___ Trecho selecionado
O presidente eleito Jair Bolsonaro deixou claro que é contra a demarcação de unidades de conservação e defendeu o turismo como uma forma de preservação ambiental. Ele falou do assunto em um vídeo postado em seu perfil no Facebook no dia 9 de novembro. Bolsonaro disse que “não existe turismo no Brasil” e enfatizou a necessidade de acabar com áreas de preservação ambiental para promover atividades turísticas. Na contramão dessa lógica, a pesquisa de mestrado de Deborah Santos Prado, mostra que existem outros caminhos.

Deborah foi até a Praia do Aventureiro, localizada na Ilha Grande, em Angra dos Reis (RJ), uma comunidade formada por caiçaras – nome que designa os habitantes do litoral sul do Rio de Janeiro ao Paraná. A pesquisadora, que também é bióloga, queria entender como aquelas pessoas lidaram com as mudanças sociais e ambientais provocadas principalmente pelo turismo e pela implantação de uma reserva biológica e como se adaptaram a elas.

“Pesquisas nesse tema chamam esse processo de ‘resiliência socioecológica’, que é a capacidade de um sistema – neste caso, socioecológico – em sofrer uma mudança e ainda assim manter a sua estrutura e função”, como explica Deborah, atualmente aluna de doutorado no Nepam (Núcleo de Estudos e Pesquisas Ambientais) da Unicamp (Universidade Estadual de Campinas).

Pescadores da Praia do Aventureiro saindo de canoa a remo para recolher suas redes de pesca. (Foto: Divulgação/Deborah Prado)

Aventurando-se dentro de uma unidade de conservação
O local paradisíaco é cercado por morros, grutas, trilhas, cachoeiras e lagoas. A Praia do Aventureiro faz juz ao nome porque nem sempre é fácil chegar até lá. Quando o mar está de ressaca não é aconselhável navegar, mas mesmo assim a ilha é muito procurada por surfistas e grupos que buscam hospedagem em campings de caiçaras. Lá não existem pousadas ou hotéis, nem sinal de celular, e a energia elétrica se dá somente por meio de pequenos geradores movidos à gasolina ou diesel, que funcionam normalmente até às 22h.

Historicamente, a comunidade sempre esteve vinculada a atividades de pesca artesanal e à agricultura. Mas ao longo do tempo algumas transformações surgiram na vida daquelas pessoas e causaram mudanças em seus modos de vida. Uma delas foi a criação, na década de 80, de uma Reserva Biológica, um tipo de unidade de conservação (UC) categorizada como Unidade de Proteção Integral. “Esse tipo de UC é muito restritiva e só podem sofrer ações que visam recuperar ecossistemas. Isso coloca um empecilho sobre como essa comunidade usava os recursos naturais”, explica Deborah.
______
___ Dados fornecidos
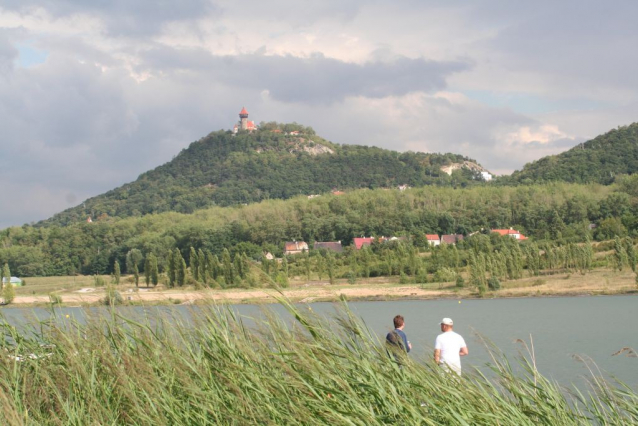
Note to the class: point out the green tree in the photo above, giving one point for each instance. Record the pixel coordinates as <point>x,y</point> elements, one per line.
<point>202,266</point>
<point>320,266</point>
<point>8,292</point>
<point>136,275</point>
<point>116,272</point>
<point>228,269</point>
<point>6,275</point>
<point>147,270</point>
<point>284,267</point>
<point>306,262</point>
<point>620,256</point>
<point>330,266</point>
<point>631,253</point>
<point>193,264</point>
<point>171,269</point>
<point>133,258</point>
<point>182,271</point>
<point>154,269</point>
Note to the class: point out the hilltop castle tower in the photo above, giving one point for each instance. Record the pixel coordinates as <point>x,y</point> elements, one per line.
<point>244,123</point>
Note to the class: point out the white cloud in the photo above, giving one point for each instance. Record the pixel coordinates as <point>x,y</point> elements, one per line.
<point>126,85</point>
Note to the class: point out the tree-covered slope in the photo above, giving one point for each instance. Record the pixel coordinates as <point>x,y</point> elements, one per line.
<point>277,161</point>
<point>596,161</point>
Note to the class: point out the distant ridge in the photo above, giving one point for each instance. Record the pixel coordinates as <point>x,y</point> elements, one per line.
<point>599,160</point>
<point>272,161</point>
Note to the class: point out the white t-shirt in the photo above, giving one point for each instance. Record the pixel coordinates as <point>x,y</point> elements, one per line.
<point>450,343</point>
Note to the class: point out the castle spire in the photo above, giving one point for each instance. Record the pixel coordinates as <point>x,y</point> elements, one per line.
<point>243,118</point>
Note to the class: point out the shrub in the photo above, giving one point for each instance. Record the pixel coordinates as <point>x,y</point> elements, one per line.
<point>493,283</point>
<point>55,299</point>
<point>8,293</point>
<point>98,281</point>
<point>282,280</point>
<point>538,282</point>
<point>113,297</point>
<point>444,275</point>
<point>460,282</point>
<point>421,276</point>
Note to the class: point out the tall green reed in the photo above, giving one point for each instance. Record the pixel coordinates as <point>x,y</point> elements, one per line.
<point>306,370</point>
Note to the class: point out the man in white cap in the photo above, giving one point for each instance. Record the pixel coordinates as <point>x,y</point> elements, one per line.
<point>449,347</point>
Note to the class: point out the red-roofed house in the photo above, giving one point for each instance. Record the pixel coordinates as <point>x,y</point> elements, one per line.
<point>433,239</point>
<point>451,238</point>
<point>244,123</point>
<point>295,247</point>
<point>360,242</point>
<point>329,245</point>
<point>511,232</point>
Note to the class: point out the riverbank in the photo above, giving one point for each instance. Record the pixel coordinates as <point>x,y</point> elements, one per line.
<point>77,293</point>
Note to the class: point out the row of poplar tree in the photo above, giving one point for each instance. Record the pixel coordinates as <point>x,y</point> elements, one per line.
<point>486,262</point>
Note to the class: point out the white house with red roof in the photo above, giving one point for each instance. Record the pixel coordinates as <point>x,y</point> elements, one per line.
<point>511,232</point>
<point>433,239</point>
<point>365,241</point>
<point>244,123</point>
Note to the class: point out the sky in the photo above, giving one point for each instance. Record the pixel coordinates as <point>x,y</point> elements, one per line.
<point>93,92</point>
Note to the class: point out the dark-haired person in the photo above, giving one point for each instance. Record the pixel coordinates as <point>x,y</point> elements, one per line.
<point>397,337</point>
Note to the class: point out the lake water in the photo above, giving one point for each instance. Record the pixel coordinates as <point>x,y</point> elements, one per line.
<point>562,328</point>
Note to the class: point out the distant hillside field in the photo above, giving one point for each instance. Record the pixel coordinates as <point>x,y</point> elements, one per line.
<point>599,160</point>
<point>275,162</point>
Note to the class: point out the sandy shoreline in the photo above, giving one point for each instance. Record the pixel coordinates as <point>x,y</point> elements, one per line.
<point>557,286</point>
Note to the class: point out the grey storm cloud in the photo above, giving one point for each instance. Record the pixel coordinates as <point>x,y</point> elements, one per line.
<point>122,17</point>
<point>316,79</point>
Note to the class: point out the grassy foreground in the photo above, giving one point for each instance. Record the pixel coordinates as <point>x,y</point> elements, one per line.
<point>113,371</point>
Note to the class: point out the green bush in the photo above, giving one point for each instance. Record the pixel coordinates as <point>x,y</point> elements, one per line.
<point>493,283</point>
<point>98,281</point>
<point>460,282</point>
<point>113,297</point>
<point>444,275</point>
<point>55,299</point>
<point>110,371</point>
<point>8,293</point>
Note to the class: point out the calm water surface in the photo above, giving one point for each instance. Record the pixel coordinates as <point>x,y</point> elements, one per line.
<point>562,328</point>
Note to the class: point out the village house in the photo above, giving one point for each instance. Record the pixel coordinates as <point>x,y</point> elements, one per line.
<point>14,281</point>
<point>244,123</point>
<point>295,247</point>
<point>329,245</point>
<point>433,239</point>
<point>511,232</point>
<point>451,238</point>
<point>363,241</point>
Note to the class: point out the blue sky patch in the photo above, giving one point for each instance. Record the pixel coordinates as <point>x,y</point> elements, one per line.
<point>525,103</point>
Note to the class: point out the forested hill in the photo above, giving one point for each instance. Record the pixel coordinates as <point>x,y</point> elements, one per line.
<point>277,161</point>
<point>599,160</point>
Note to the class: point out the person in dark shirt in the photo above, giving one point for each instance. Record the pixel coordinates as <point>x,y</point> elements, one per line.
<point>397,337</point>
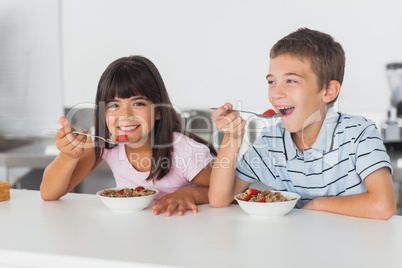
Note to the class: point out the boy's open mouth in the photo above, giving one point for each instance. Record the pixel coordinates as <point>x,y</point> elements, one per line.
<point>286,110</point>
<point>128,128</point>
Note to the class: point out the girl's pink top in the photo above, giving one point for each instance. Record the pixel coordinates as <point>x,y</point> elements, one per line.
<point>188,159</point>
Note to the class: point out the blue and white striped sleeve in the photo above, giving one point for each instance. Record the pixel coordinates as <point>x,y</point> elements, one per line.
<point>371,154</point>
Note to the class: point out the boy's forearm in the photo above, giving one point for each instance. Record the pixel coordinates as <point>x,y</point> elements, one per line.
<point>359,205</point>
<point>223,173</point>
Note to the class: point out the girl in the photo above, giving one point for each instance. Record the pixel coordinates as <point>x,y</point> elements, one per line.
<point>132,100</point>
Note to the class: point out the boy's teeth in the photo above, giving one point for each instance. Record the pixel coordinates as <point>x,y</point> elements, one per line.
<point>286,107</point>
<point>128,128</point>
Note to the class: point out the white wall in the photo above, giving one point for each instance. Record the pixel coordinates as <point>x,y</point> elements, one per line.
______
___ Dados fornecidos
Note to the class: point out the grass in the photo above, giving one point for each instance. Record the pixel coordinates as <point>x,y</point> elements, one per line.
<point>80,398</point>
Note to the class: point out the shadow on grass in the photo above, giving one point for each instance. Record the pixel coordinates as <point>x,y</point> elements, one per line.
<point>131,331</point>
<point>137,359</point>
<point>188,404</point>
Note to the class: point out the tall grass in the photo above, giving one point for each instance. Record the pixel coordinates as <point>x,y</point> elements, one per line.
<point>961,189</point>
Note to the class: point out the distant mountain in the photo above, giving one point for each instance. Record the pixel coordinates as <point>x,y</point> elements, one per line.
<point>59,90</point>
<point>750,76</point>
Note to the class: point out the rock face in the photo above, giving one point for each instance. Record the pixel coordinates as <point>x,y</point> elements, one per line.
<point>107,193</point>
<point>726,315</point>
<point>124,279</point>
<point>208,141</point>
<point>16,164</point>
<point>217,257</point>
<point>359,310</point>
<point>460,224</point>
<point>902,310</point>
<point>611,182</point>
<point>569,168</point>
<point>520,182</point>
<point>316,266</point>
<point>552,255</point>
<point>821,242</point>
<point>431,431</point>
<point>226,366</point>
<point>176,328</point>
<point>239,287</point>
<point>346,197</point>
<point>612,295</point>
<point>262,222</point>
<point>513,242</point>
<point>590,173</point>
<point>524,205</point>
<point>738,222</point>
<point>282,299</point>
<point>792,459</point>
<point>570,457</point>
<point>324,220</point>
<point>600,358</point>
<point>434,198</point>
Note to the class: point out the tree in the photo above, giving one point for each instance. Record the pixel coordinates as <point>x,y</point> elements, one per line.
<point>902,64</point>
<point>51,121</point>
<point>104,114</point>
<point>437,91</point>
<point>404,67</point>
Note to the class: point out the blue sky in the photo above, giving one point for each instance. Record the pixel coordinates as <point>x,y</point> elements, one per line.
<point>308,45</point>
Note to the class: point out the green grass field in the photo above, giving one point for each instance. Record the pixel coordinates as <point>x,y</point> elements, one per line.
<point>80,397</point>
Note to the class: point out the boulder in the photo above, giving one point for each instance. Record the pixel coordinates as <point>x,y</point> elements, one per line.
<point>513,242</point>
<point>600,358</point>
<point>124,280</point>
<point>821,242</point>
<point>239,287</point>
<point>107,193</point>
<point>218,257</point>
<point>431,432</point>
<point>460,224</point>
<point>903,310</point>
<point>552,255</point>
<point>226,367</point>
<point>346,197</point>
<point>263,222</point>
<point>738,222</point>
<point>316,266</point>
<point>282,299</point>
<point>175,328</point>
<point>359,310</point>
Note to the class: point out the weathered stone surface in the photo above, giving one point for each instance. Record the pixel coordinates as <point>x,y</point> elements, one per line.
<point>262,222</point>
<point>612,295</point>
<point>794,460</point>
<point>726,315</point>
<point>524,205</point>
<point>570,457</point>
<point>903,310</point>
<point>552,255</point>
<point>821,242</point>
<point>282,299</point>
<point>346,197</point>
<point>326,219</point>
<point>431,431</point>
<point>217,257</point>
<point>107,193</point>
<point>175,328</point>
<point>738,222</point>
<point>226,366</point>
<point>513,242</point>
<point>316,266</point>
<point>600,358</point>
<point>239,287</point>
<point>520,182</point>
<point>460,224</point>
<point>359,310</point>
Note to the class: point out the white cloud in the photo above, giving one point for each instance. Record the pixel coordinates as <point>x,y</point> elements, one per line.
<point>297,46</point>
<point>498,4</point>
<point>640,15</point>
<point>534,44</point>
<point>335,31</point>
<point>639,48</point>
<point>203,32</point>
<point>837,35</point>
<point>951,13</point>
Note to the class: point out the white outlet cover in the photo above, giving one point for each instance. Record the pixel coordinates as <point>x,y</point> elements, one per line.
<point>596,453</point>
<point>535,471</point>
______
__O que fazer__:
a) Responda às perguntas abaixo com base no texto sobre a Praia do Aventureiro.
(i) Em que dia Bolsonaro postou o vídeo no Facebook?
(ii) Até que horário os pequenos geradores da praia funcionam normalmente?
(iii) Em que década foi criada a Reserva Biológica?
b) Dê continuidade ao texto sobre a Praia do Aventureiro, começando logo após a última frase apresentada.

__Respostas por tarefa__:
a)
(i) No dia 9 de novembro.
(ii) Até as 22h.
(iii) Na década de 80.

b)
Em 2014, depois de reivindicações de direitos da própria comunidade, parte do local foi reclassificado como Reserva de Desenvolvimento Sustentável, que faz parte da categoria de unidade de uso sustentável. Essa nova classificação assegurou as condições dos modos de vida da população, que puderam manter legalmente as suas atividades turísticas.

O coqueiro deitado é um dos cartões postais da Praia do Aventureiro e atração dos turistas. (Foto: Deborah Prado)

Turismo aventureiro
Em 1994, o presídio de Ilha Grande foi fechado e, em consequência, as atividades turísticas ampliadas. À época, por ainda estar localizado em uma Unidade de Proteção Integral, a Praia do Aventureiro começou a se estruturar em torno de um turismo que tinha um diferencial: era uma atividade de base comunitária. “Esse tipo de turismo se deu com campings nos quintais das famílias e as pessoas começaram a servir refeições nas suas casas, a alugar quartos, entre outras coisas”, exemplifica.

Com uma renda a mais, o turismo comunitário proporcionou um desenvolvimento financeiro das famílias, mas elas não deixaram de praticar nenhuma das atividades tradicionais, segundo a bióloga. “As pessoas continuaram pescando, fazendo agricultura, artesanato, mas as atividades foram se ressignificando”.

Ela recorda que foram principalmente as mulheres que tomaram a linha de frente no novo negócio. “Como esse turismo está muito vinculado à vida familiar, porque é o camping no quintal deles, o aluguel do quarto da casa, ou de fazer as refeições, quem foi a grande protagonista do processo foi a mulher. Então ela tem um papel-chave na resiliência”.

A aventura da resiliência
Antes da reivindicação, a reserva biológica havia sido um fator de pressão sobre a comunidade, porque ela já não podia mais queimar a floresta para fazer roça, nem ampliar os negócios turísticos. No entanto, Deborah explica que houve uma relação de perdas e ganhos. “A unidade de conservação colocou restrições aos modos de vidas deles, mas também freou a perda da biodiversidade local, a especulação imobiliária e um desenvolvimento turístico de massa que poderia afetar a todos”.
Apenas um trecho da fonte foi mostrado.